### What you are asked to do
Your task is to output the listing exactly, leaving every image out.

### Dataset

++++++

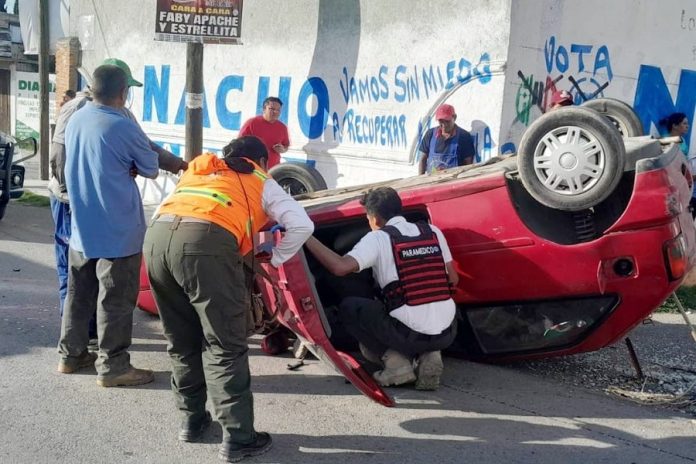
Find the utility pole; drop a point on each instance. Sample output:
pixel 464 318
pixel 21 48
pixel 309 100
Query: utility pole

++++++

### Answer box
Find the utility pole; drop a point on each instance. Sample output:
pixel 464 318
pixel 21 48
pixel 309 100
Query: utility pole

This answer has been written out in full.